[Stored data]
BEGIN

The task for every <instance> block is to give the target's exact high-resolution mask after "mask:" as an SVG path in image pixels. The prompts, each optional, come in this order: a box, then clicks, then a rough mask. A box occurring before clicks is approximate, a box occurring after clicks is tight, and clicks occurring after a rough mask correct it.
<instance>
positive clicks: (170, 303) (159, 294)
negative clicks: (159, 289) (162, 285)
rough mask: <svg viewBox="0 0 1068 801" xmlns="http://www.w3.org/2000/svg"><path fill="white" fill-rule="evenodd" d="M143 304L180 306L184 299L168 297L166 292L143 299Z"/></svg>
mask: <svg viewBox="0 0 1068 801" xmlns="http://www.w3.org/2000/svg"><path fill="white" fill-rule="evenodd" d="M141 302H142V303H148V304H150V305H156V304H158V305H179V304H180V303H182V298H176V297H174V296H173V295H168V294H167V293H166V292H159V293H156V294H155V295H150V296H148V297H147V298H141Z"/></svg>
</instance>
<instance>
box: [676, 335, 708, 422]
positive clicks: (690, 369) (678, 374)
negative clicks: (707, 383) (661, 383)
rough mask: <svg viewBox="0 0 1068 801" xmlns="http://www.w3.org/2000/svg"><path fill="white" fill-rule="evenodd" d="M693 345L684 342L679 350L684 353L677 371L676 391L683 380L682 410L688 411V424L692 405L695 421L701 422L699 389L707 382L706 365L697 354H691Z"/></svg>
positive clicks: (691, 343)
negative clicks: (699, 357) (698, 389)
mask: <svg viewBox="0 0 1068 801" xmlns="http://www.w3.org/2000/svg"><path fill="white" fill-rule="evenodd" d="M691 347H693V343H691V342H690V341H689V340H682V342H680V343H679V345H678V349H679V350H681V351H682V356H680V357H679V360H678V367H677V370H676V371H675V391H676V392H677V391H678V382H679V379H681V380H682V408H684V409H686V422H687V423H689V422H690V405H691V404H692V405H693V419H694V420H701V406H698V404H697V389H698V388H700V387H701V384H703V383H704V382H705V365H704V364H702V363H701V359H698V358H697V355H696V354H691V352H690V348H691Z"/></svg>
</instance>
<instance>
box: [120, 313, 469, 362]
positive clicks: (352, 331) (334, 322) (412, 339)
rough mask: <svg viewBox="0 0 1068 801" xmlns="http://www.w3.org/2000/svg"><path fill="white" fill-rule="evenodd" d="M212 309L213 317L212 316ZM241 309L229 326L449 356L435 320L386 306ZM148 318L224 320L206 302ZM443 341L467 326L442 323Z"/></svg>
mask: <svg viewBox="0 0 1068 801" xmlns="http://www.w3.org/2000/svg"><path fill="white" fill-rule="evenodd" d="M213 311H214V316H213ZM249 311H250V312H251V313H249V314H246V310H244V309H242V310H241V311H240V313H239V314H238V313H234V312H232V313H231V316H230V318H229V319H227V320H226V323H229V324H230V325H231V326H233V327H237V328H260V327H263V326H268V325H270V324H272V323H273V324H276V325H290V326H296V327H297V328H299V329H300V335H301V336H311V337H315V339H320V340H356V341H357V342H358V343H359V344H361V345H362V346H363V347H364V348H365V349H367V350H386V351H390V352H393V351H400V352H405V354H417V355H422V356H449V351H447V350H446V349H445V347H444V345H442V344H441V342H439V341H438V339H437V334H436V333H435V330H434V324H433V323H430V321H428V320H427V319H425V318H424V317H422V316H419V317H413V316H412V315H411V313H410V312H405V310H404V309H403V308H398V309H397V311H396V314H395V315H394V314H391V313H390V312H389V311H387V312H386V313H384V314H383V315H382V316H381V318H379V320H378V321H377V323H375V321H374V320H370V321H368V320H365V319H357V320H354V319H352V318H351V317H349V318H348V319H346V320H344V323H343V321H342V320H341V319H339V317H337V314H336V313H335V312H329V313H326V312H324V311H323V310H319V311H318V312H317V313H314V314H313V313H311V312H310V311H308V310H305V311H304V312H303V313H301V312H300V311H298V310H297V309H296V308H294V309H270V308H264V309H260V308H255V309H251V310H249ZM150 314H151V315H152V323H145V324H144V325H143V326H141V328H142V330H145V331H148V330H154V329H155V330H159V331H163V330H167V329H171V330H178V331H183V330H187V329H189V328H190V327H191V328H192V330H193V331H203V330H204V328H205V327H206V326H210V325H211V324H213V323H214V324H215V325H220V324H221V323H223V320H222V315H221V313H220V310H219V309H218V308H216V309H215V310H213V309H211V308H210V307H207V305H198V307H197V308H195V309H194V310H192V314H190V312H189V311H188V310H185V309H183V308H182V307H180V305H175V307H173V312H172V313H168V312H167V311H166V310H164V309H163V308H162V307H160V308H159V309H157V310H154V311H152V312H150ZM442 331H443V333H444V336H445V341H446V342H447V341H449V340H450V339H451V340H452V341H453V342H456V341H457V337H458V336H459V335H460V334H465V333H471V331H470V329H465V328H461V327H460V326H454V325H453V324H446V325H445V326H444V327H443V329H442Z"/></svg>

END

- What is required -
Transcribe the records above exactly, from the opening line down to and including the line with "positive clicks: (690, 369) (678, 374)".

- Answer to the exercise -
The task for every <instance> block is to give the target's exact high-resolution mask after "mask:" as an SVG path in image pixels. The prompts, each optional, come in this order: a box, then clicks, then a rough mask. A box occurring before clicks is approximate, a box occurring after clicks is tight, and clicks occurring after a rough mask correct it.
<instance>
positive clicks: (170, 303) (159, 294)
negative clicks: (159, 289) (162, 285)
rough mask: <svg viewBox="0 0 1068 801" xmlns="http://www.w3.org/2000/svg"><path fill="white" fill-rule="evenodd" d="M143 304L180 306L184 299L168 297L166 292L143 299Z"/></svg>
mask: <svg viewBox="0 0 1068 801" xmlns="http://www.w3.org/2000/svg"><path fill="white" fill-rule="evenodd" d="M141 302H142V303H148V304H150V305H156V304H158V305H179V304H180V303H182V298H176V297H174V296H173V295H168V294H167V293H166V292H159V293H156V294H155V295H150V296H148V297H147V298H141Z"/></svg>
</instance>
<instance>
box: [676, 335, 708, 422]
positive clicks: (690, 369) (678, 374)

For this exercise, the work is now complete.